Records excerpted from a collection:
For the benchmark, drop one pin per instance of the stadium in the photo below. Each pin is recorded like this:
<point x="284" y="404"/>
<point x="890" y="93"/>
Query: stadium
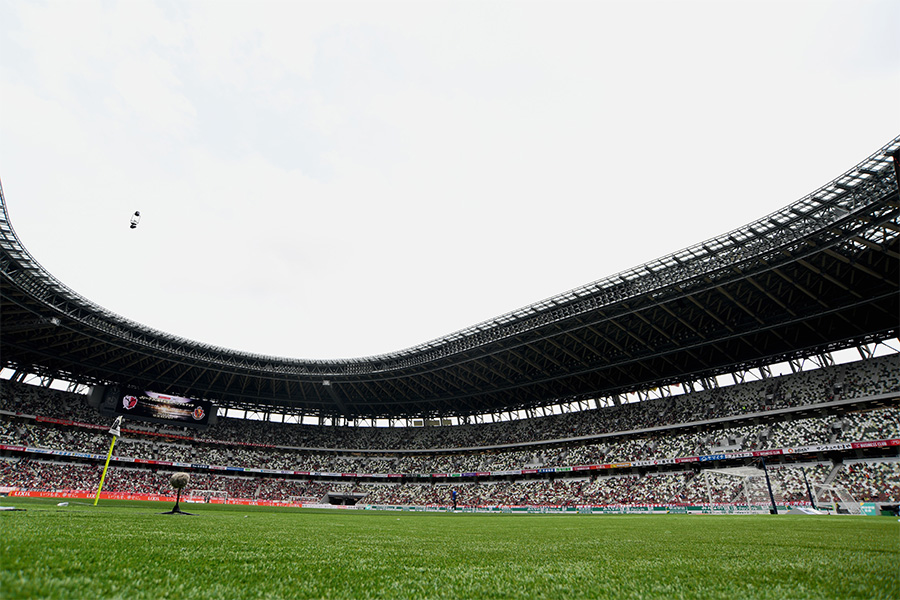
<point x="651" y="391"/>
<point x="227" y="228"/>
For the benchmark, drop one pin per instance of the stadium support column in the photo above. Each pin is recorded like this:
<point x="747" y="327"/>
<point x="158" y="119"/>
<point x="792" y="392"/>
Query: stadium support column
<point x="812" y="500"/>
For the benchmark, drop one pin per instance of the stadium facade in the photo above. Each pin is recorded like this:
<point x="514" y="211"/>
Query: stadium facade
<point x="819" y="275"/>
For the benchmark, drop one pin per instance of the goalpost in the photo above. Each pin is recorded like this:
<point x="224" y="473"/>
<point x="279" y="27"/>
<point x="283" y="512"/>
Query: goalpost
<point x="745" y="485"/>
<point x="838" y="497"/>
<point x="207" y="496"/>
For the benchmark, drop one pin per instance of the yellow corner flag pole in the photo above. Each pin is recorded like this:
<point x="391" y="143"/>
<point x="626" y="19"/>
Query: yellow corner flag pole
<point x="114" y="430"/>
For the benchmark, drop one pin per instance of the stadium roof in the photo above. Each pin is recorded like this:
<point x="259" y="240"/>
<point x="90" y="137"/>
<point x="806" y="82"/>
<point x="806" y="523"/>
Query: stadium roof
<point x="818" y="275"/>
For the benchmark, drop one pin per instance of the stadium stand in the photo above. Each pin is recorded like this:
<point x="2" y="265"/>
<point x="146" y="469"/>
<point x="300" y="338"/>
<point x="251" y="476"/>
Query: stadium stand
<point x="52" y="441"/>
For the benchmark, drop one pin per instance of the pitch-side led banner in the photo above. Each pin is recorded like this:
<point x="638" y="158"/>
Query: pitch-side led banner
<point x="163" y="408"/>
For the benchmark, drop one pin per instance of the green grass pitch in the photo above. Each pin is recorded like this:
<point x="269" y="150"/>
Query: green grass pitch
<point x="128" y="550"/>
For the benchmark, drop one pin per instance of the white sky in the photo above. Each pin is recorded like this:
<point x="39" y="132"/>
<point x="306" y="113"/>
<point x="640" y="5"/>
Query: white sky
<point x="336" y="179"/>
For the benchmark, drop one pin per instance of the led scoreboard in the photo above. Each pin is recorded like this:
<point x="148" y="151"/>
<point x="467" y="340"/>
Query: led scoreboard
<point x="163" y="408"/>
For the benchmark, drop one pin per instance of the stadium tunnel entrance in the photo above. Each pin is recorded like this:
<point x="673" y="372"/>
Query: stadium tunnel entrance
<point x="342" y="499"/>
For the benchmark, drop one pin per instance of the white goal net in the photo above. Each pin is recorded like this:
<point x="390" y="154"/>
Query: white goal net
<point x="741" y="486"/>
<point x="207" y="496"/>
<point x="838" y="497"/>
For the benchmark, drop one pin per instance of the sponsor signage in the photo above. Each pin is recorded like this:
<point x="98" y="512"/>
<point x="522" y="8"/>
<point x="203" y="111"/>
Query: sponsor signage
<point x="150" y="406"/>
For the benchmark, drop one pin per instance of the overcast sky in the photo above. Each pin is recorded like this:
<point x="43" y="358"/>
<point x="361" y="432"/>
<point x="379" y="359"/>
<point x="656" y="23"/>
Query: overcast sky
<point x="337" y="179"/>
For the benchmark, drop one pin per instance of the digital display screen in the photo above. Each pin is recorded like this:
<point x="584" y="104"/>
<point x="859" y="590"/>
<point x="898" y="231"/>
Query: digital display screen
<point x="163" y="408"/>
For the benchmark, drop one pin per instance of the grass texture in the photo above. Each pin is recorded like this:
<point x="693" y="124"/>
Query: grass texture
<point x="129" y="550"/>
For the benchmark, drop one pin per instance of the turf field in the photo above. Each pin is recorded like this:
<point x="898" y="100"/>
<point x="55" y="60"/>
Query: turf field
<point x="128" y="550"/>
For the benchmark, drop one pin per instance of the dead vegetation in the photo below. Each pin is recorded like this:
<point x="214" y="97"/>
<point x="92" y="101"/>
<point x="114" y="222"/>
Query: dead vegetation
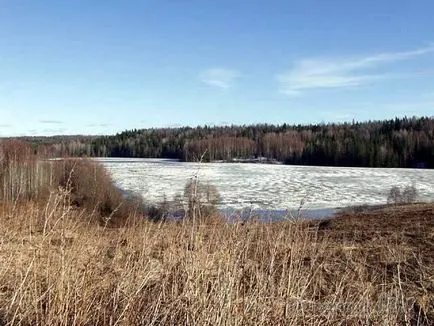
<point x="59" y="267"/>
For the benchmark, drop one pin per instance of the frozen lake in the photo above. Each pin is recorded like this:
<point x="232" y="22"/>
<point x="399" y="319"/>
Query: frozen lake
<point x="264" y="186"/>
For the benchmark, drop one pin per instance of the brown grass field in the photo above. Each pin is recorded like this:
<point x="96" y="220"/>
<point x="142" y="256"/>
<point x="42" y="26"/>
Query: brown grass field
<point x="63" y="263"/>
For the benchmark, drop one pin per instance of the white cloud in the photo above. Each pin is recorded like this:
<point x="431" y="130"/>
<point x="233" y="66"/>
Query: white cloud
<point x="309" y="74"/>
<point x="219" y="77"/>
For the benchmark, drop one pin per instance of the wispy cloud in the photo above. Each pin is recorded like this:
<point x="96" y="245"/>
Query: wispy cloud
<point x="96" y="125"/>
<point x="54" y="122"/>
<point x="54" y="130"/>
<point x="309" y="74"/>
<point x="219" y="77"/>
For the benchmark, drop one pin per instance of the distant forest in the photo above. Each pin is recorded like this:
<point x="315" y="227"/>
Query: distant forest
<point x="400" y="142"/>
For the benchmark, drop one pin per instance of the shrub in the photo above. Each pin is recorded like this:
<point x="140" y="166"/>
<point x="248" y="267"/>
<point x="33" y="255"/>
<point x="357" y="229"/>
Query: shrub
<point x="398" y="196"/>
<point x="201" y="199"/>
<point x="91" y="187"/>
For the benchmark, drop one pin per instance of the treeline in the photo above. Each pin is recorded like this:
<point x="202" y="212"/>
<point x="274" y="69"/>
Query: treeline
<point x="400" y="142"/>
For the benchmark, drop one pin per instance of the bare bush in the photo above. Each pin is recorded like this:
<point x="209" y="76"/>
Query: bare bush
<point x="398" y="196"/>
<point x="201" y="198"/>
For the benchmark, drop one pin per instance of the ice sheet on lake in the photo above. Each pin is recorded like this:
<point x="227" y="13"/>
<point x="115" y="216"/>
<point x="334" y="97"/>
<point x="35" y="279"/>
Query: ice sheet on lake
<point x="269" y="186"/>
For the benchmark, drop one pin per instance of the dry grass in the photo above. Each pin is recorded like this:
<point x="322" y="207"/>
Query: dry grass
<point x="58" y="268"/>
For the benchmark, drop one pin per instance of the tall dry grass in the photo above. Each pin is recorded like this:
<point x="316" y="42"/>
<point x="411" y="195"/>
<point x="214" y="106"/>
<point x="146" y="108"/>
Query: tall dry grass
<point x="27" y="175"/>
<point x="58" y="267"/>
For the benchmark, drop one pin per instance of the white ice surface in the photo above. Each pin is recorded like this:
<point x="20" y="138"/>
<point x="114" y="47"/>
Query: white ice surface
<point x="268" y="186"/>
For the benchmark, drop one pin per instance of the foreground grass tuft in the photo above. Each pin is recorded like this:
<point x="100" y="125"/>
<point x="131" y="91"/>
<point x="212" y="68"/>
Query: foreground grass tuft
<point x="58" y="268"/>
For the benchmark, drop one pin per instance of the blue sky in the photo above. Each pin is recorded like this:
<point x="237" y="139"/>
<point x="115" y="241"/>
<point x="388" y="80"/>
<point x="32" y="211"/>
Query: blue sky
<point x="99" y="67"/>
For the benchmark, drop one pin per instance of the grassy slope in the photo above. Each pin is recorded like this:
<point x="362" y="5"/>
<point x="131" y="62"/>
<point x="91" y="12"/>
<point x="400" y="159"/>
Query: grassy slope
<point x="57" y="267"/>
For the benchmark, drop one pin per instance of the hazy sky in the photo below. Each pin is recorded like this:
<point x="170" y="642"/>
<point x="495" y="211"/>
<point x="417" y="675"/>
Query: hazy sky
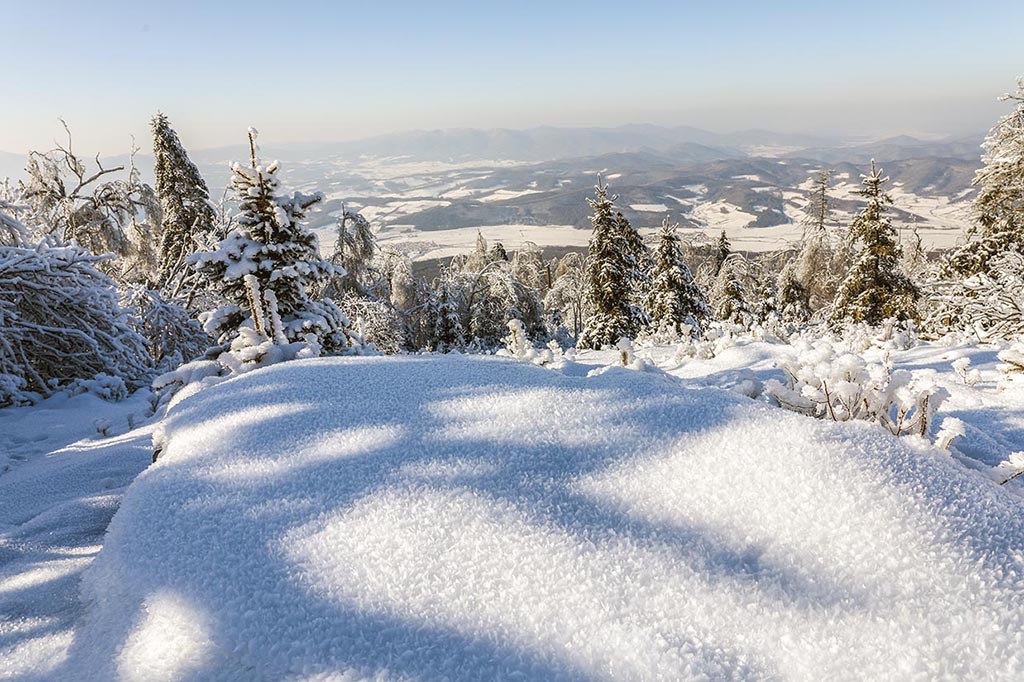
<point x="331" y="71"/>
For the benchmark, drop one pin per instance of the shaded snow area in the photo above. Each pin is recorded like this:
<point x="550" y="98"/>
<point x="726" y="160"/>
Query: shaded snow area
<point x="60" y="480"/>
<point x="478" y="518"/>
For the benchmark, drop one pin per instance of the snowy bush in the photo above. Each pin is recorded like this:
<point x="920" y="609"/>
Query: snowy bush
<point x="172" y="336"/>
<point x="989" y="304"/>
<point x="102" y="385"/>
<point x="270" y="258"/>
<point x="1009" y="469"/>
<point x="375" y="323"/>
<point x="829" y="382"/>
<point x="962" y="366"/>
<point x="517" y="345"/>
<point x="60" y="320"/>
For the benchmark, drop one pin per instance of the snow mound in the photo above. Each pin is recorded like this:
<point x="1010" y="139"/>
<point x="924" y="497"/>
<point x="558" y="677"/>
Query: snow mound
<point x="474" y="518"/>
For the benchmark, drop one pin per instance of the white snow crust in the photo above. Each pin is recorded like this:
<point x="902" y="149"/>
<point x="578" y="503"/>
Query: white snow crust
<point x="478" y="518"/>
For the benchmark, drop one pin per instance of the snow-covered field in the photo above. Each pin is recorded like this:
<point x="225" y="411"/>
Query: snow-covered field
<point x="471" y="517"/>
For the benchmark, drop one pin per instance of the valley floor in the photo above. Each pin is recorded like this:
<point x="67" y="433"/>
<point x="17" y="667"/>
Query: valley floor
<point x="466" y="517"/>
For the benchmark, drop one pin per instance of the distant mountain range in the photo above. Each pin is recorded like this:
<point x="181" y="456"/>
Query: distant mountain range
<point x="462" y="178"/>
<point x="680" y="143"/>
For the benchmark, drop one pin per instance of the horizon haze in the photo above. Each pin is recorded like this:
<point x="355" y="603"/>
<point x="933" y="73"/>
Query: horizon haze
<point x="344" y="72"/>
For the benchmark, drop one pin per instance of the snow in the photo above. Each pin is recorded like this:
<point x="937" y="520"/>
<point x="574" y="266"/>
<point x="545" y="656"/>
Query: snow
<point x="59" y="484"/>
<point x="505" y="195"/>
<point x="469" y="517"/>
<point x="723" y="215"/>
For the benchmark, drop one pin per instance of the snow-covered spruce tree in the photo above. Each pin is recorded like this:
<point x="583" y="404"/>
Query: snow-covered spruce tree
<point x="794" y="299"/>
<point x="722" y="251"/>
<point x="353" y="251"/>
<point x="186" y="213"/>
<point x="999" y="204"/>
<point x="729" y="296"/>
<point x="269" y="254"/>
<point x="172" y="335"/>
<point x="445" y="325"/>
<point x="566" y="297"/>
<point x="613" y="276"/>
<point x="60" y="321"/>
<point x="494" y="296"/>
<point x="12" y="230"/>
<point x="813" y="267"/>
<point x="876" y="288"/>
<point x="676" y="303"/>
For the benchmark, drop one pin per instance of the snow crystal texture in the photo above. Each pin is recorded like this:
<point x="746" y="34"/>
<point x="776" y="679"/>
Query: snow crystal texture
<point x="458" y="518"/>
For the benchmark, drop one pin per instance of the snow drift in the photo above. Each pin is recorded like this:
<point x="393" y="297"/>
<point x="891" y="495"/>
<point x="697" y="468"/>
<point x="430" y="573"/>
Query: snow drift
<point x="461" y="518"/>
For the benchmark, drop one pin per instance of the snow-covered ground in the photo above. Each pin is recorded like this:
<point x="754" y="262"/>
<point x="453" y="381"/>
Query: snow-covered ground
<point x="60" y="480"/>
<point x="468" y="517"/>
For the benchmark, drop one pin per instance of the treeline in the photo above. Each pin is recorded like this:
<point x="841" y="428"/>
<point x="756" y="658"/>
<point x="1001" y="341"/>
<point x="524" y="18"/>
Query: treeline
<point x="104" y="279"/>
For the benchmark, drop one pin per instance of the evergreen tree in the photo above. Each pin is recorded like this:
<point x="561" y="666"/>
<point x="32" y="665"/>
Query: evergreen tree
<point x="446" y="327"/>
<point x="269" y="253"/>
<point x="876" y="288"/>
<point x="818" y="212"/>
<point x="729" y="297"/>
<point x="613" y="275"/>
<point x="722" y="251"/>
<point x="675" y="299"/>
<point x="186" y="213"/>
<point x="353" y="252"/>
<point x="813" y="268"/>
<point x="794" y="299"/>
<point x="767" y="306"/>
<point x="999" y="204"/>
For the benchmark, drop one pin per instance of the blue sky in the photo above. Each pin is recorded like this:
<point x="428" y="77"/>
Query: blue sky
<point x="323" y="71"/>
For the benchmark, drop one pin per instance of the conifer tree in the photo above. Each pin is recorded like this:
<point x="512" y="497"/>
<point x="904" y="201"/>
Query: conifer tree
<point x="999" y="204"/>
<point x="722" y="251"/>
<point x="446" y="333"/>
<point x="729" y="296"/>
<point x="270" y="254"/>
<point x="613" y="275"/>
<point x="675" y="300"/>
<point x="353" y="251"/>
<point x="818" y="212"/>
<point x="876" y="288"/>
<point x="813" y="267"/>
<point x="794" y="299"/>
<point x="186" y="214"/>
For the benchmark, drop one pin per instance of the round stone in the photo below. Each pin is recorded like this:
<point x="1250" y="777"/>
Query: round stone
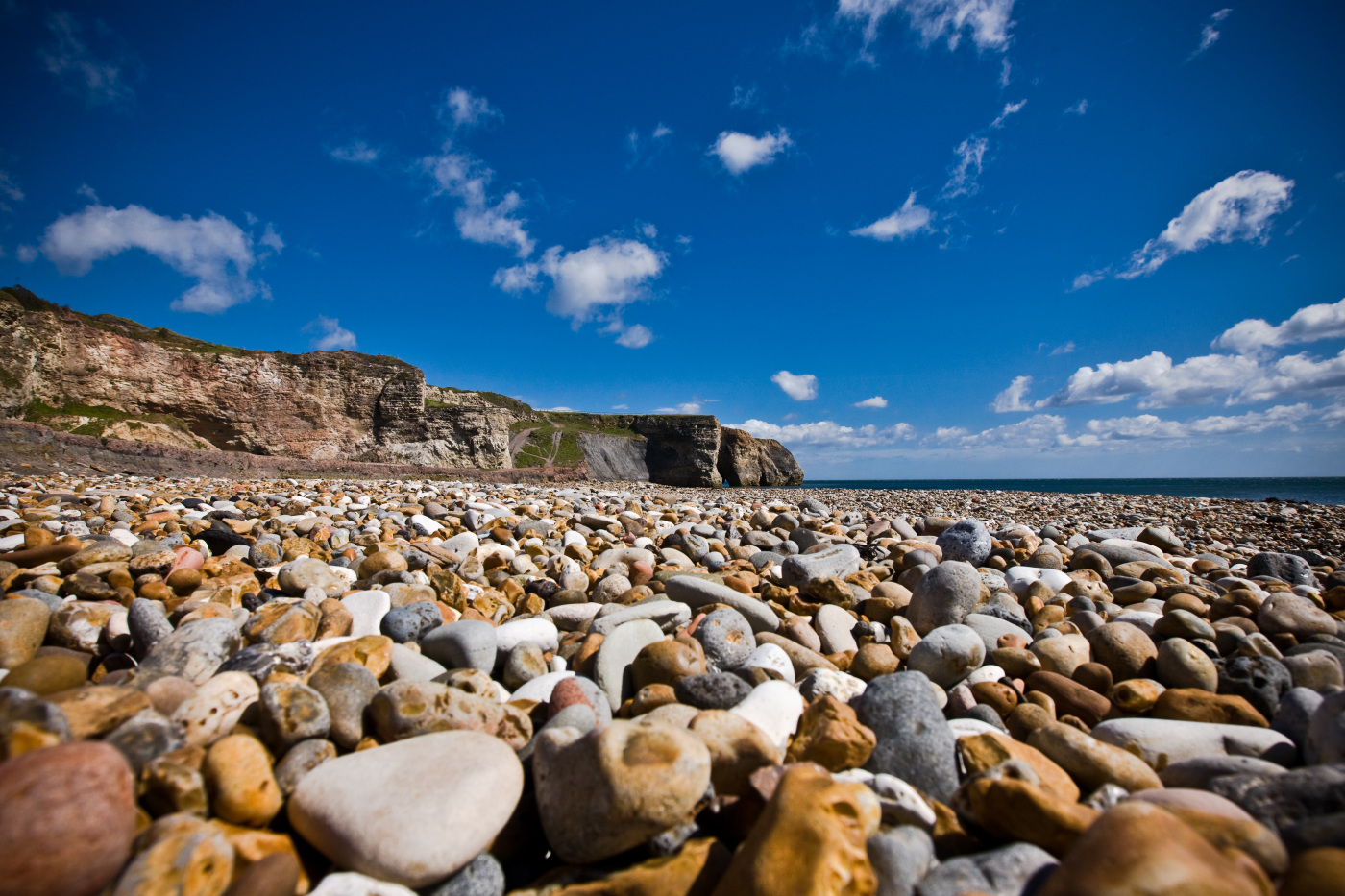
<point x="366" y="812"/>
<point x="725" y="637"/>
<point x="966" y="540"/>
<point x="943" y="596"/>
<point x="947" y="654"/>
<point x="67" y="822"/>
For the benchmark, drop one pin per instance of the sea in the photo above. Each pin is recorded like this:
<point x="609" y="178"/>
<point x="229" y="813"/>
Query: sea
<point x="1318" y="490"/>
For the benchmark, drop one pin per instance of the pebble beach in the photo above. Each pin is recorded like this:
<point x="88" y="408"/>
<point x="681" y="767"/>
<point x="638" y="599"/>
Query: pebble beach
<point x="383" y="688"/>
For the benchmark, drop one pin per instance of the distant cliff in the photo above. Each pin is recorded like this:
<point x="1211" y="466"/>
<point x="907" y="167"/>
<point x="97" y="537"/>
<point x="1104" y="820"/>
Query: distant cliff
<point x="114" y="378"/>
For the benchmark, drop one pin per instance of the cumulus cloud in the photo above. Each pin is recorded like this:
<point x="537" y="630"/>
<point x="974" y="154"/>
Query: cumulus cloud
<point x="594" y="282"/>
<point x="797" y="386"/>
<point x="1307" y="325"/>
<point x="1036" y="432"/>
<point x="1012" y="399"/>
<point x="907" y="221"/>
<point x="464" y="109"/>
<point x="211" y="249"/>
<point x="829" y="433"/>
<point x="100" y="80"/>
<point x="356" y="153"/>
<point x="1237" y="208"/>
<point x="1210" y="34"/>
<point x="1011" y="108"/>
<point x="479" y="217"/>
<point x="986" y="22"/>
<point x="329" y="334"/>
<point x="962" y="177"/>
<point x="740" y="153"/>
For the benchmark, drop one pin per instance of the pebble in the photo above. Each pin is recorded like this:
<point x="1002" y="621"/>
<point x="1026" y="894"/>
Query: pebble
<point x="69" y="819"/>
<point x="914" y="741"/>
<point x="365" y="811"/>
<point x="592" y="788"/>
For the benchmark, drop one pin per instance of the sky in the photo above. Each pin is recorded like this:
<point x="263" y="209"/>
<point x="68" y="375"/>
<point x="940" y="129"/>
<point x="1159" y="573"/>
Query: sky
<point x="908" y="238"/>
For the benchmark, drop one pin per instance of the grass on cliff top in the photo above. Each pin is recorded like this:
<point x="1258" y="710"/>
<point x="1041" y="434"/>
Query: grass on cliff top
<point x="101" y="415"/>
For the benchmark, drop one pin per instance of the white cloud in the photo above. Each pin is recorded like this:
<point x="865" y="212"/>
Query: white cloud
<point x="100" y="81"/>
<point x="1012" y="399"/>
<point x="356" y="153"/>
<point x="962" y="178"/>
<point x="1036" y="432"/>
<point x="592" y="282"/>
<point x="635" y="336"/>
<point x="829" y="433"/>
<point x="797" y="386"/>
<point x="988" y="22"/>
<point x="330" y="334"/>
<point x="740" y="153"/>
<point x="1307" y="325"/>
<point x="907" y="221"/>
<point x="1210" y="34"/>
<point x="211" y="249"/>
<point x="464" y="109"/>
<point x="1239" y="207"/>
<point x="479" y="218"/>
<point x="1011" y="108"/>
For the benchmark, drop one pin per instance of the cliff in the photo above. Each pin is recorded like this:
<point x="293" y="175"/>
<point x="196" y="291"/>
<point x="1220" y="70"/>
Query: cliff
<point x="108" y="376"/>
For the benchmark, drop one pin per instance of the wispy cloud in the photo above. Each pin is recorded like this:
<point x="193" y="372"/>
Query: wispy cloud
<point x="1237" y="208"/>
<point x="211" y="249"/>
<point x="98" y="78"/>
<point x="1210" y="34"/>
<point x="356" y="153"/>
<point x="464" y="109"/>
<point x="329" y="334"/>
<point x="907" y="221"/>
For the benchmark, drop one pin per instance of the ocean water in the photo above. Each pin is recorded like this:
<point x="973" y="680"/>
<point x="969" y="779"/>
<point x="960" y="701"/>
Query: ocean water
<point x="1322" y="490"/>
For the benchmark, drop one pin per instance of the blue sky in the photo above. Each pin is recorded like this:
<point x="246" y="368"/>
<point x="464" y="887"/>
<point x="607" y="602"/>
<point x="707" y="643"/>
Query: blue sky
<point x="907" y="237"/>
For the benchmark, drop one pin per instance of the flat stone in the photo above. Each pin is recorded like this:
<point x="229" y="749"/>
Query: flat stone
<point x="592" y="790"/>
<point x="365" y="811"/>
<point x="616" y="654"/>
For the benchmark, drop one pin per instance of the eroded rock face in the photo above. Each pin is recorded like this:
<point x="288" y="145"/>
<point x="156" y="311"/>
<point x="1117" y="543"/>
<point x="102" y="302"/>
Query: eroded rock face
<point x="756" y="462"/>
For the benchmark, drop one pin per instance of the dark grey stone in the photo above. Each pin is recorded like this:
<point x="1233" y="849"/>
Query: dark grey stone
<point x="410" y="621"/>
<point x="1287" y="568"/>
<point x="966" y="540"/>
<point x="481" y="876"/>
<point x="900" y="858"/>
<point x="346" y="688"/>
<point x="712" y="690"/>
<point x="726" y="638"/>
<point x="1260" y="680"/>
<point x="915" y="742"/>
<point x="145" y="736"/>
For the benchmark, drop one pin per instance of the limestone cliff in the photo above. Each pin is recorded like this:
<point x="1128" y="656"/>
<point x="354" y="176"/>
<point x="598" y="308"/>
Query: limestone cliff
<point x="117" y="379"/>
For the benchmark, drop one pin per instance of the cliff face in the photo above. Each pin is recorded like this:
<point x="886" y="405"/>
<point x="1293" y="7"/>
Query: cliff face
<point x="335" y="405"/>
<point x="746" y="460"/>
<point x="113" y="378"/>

Set problem =>
Reproduce, exactly and with nothing added, the lines from the one that includes "For the benchmark, drop one pin per instance of the dark" through the last line of the material.

Response for this exercise =>
For the benchmark, drop one pin per instance of the dark grey stone in the photo above. Each pin is recorded like this:
<point x="1233" y="849"/>
Query: dark grey stone
<point x="410" y="621"/>
<point x="1287" y="568"/>
<point x="966" y="540"/>
<point x="481" y="876"/>
<point x="900" y="858"/>
<point x="346" y="688"/>
<point x="712" y="690"/>
<point x="726" y="638"/>
<point x="1260" y="680"/>
<point x="915" y="742"/>
<point x="145" y="736"/>
For the benchmark, drop one pin per instance of the limestone cliff in the photo above. Each pin is recorded like this:
<point x="1128" y="656"/>
<point x="354" y="176"/>
<point x="598" y="308"/>
Query: limestone cliff
<point x="117" y="379"/>
For the benchmark, drop one pin per instance of the cliff face in the photo above. Each pin is recorded like this:
<point x="886" y="405"/>
<point x="1293" y="7"/>
Query: cliff face
<point x="335" y="405"/>
<point x="746" y="460"/>
<point x="113" y="378"/>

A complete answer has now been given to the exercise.